§ Your goal
Reproduce each of the following rows verbatim, keeping every line in its original order.

=== Input rows ===

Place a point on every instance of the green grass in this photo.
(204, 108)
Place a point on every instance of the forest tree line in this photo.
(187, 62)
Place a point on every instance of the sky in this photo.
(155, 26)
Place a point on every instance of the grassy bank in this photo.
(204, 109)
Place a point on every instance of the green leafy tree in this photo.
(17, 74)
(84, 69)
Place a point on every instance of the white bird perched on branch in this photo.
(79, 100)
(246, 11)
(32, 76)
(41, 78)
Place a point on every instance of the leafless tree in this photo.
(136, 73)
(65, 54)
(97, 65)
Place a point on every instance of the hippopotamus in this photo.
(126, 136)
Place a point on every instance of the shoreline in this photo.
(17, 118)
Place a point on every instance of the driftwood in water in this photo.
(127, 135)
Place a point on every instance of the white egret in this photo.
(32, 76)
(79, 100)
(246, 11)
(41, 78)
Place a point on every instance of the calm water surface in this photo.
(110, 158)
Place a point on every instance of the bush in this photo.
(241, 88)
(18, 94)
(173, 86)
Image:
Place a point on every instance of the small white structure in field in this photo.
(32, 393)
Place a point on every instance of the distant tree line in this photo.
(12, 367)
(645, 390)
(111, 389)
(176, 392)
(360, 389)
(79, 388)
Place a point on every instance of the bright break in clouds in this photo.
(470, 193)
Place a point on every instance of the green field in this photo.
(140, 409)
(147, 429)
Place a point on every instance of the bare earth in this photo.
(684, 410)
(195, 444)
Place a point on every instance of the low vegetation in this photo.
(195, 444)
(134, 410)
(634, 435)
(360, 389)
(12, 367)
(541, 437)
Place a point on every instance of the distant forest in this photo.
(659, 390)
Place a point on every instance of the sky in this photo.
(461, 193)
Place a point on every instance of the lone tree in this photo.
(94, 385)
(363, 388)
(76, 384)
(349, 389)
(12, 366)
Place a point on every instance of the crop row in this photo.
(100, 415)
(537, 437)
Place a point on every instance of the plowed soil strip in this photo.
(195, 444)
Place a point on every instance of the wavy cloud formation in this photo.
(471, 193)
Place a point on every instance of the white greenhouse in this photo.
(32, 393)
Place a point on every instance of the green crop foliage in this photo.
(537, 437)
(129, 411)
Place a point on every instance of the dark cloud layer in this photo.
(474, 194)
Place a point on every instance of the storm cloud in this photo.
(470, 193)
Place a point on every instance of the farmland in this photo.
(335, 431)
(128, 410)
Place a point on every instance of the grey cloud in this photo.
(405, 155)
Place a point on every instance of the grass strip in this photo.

===

§ Result below
Place a point on every instance of the green grass in this photo.
(204, 108)
Place a point on every instance of the forest tree line in this photo.
(187, 62)
Place a point on every instance of the sky in this photo.
(155, 26)
Place a point on every instance of the grassy bank in this photo.
(204, 109)
Place a point on every instance of the green leafy tree in this photo.
(17, 74)
(84, 69)
Place a point on every instance of the white bird perched on branch in this photo.
(79, 100)
(246, 11)
(32, 76)
(41, 78)
Place a point on every instance of the leafless tree in this photo.
(136, 73)
(65, 54)
(97, 65)
Place a point on every instance of the hippopotamus in this photo.
(126, 136)
Place a point on every instance of the shoreline in this photo.
(17, 118)
Place a point on every instance of the driftwood in water in this photo.
(127, 135)
Place a point on every instance of the white egret in this photo.
(32, 76)
(79, 100)
(246, 11)
(41, 78)
Place a point on every instance of the calm water surface in this photo.
(110, 158)
Place a point on every instance of the bush in this photo.
(241, 88)
(18, 94)
(173, 86)
Image:
Place a point on every instance of the small white structure in field in this photo.
(32, 393)
Place a point on every instance of the distant tree line in this photo.
(12, 367)
(645, 390)
(111, 389)
(176, 392)
(360, 389)
(79, 388)
Place a point on every instance of the bright break in clouds in this photo.
(470, 193)
Place a point on every instance of the green field in this photo.
(140, 409)
(147, 429)
Place a point on every instance of the bare earth in this photo.
(684, 410)
(195, 444)
Place a point on every instance of the low vegetation in this photo.
(195, 444)
(134, 410)
(634, 435)
(360, 389)
(12, 367)
(541, 437)
Place a point on every instance of the distant forest in this photo.
(659, 390)
Place a point on every instance of the sky in this photo.
(461, 193)
Place a point on every instance of the lone tree in this photo.
(94, 385)
(363, 388)
(76, 384)
(349, 389)
(12, 366)
Place a point on every instance of the crop row in this photo.
(100, 415)
(537, 437)
Place a point on every instance of the plowed soil strip in this photo.
(195, 444)
Place a point on every instance of the wavy cloud formation in this photo.
(471, 193)
Place a point on every instance of the white greenhouse in this photo.
(32, 393)
Place a point on every instance of the green crop foliage in this photo.
(537, 437)
(129, 411)
Place a point on every instance of the dark cloud layer in this photo.
(474, 194)
Place a point on every instance of the storm cloud in this photo.
(470, 193)
Place a point on every instance of the farmland in this photo.
(335, 431)
(128, 410)
Place a point on every instance of the grey cloud in this photo.
(405, 155)
Place a point on every instance of the grass strip in this photo.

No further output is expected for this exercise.